===== Selected excerpt

3 min read
On this page

Distributed Transactions

The Problem

A distributed transaction spans multiple nodes. All nodes must either commit or abort -- partial completion leaves the system in an inconsistent state.

Transfer $100 from Account A (Node 1) to Account B (Node 2):

  Node 1: A -= 100     Node 2: B += 100
     ✓                    ✗ (crash!)

  Result: $100 vanished. Atomicity violated.

Two-Phase Commit (2PC)

The classical protocol. A coordinator orchestrates participants to ensure atomic commit.

Phase 1: PREPARE (Voting)
  Coordinator                 Participants
       │── PREPARE ──────────> P1: writes to WAL, locks, votes YES
       │── PREPARE ──────────> P2: writes to WAL, locks, votes YES
       │── PREPARE ──────────> P3: not ready, votes NO
       │                        │
       │<── YES ─────────────  P1
       │<── YES ─────────────  P2
       │<── NO ──────────────  P3

Phase 2: COMMIT/ABORT (Decision)
  If ALL voted YES:
       │── COMMIT ───────────> P1: apply, release locks, ACK
       │── COMMIT ───────────> P2: apply, release locks, ACK
       │── ABORT  ───────────> P3: rollback, release locks, ACK
  If ANY voted NO:
       │── ABORT ────────────> ALL: rollback, release locks, ACK

2PC Failure Scenarios

Scenario 1: Participant crashes before voting
  → Coordinator times out, aborts transaction ✓

Scenario 2: Participant crashes after voting YES
  → Must recover and check coordinator for decision ✓

Scenario 3: Coordinator crashes after collecting votes
  → BLOCKING: participants that voted YES are stuck holding locks
  → Cannot safely abort (coordinator might have sent COMMIT to others)

==========
===== Entries provided

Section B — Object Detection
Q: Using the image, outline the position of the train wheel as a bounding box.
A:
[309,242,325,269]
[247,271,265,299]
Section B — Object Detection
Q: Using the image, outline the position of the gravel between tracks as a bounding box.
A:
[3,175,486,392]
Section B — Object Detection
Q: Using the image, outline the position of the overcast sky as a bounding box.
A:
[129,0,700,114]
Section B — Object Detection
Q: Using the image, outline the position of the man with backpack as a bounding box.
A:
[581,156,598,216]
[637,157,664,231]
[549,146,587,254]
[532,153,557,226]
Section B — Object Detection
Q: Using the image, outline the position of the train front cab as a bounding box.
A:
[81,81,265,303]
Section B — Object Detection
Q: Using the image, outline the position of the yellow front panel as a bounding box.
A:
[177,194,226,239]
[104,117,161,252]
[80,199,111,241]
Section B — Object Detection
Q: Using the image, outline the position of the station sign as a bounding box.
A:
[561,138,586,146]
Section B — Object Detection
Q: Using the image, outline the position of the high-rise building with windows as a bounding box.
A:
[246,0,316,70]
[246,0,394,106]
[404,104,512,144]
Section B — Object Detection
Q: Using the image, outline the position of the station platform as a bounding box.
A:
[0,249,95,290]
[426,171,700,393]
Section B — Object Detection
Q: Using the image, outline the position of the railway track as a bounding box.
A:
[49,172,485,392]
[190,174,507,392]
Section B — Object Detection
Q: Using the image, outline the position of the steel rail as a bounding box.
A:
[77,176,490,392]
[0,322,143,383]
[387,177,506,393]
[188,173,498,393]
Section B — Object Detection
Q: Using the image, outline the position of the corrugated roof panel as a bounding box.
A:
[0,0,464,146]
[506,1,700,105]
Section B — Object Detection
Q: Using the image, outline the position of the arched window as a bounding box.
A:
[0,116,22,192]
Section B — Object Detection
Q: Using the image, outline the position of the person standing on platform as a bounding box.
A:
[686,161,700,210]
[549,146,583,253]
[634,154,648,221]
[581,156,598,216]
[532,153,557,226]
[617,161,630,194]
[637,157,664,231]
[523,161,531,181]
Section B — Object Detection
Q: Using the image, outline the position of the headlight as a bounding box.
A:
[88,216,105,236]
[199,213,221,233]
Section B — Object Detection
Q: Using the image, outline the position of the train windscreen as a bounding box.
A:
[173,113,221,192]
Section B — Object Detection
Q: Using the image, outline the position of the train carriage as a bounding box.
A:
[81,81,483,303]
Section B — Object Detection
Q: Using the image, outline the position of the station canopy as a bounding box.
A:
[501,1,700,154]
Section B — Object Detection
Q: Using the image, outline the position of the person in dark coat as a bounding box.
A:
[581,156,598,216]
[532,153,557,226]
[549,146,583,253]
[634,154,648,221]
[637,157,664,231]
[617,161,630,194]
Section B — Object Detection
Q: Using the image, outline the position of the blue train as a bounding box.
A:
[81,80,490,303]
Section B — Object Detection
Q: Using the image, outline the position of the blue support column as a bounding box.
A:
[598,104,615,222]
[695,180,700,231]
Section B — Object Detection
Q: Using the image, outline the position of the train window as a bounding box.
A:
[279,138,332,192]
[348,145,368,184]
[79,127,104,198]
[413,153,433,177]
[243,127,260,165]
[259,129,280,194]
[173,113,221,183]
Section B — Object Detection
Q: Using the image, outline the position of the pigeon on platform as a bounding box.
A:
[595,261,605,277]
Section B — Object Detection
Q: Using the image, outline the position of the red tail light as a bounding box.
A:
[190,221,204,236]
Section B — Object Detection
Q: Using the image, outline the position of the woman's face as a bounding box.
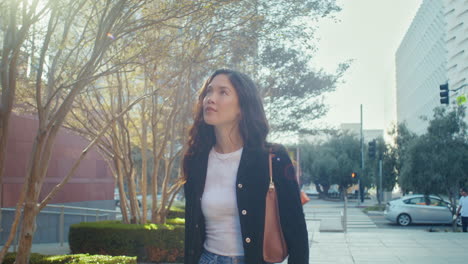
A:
[203,74,241,127]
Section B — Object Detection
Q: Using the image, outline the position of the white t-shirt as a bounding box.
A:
[201,148,244,256]
[458,196,468,217]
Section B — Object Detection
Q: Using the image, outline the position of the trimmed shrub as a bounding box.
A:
[68,219,184,262]
[167,207,185,219]
[2,253,137,264]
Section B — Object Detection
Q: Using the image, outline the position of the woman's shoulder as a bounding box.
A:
[266,143,288,154]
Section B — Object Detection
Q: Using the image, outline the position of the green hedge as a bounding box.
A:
[3,253,137,264]
[68,219,184,263]
[167,207,185,219]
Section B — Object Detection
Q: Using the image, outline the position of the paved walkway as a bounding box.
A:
[8,199,468,264]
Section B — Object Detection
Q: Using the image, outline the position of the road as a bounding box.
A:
[368,212,452,231]
[304,198,458,232]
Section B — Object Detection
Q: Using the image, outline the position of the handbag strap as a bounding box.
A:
[268,148,275,189]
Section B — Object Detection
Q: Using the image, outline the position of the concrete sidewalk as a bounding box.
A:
[10,199,468,264]
[304,200,468,264]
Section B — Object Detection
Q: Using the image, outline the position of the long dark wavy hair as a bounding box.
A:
[183,69,269,179]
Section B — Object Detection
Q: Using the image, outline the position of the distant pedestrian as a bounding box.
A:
[457,188,468,232]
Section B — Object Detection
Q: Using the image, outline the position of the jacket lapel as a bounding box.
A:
[237,147,263,182]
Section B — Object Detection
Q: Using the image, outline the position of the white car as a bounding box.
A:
[384,194,461,226]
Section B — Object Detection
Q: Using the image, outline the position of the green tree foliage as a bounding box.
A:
[399,107,468,228]
[301,133,360,196]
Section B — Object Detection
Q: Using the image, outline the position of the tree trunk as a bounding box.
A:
[15,201,37,264]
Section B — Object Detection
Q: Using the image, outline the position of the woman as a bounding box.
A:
[183,69,309,264]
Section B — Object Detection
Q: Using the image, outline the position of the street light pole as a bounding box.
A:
[358,104,364,206]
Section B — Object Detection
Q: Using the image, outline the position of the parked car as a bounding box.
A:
[384,194,461,226]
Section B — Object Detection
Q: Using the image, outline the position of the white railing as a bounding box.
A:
[0,204,120,251]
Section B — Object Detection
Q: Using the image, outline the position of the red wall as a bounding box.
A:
[2,115,114,207]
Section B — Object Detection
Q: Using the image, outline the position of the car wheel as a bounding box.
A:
[397,214,411,226]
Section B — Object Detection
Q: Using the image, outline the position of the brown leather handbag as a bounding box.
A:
[263,150,288,263]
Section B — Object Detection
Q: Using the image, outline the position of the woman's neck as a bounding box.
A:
[214,126,244,153]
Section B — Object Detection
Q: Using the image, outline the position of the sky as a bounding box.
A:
[312,0,422,132]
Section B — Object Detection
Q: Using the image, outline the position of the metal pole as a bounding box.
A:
[379,159,383,205]
[343,195,348,233]
[59,205,65,247]
[358,104,364,206]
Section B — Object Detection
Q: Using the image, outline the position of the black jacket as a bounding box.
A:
[184,146,309,264]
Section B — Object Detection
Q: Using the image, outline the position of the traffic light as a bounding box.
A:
[368,140,376,159]
[439,83,449,105]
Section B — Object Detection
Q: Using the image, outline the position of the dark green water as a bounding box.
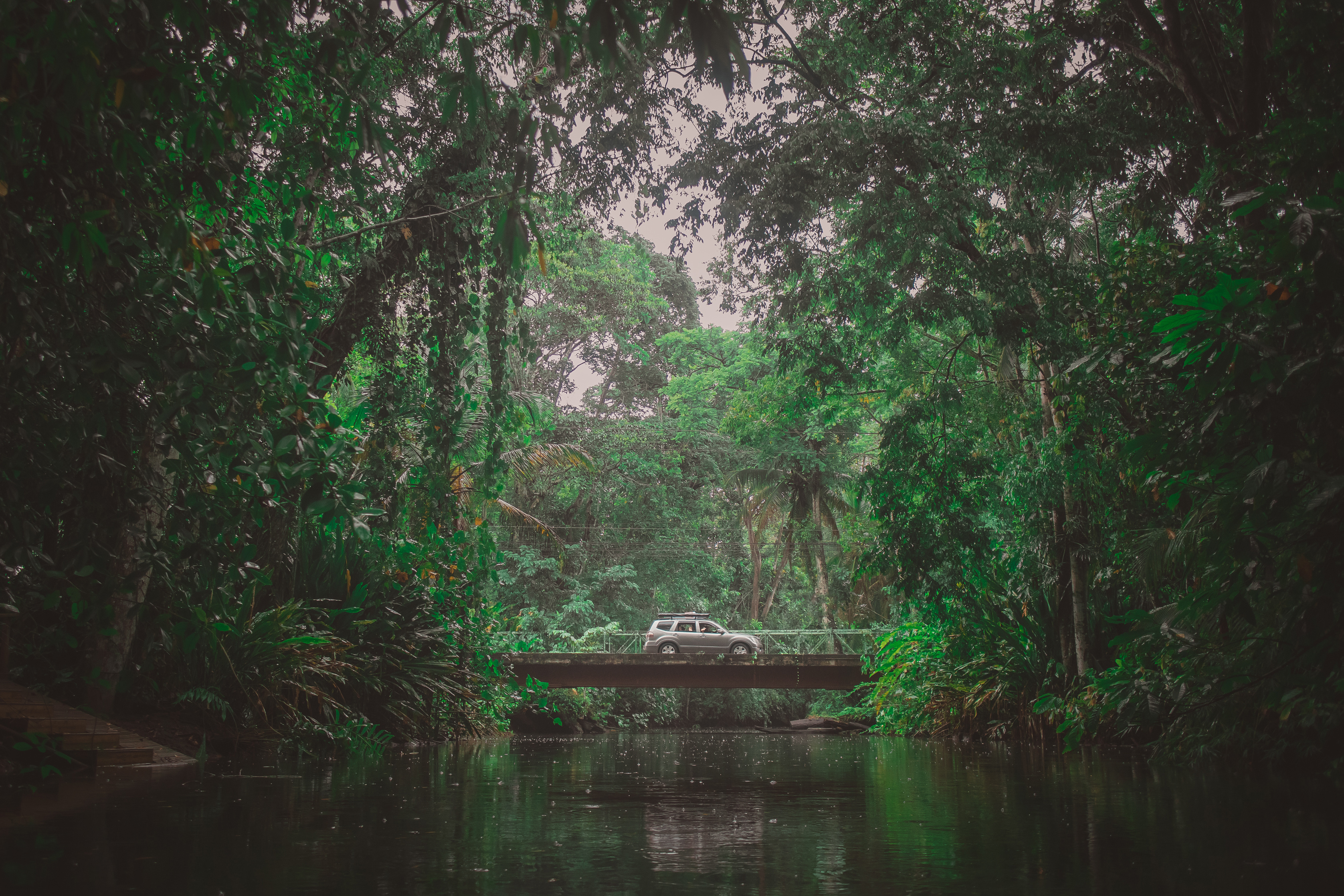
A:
[0,731,1344,896]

==========

■ Aim of the exercise
List every failure scenario that the distributed transactions page names under "2PC Failure Scenarios." The items after the distributed transactions page are separate material and are not part of the page.

■ Full response
- Scenario 1: Participant crashes before voting
- Scenario 2: Participant crashes after voting YES
- Scenario 3: Coordinator crashes after collecting votes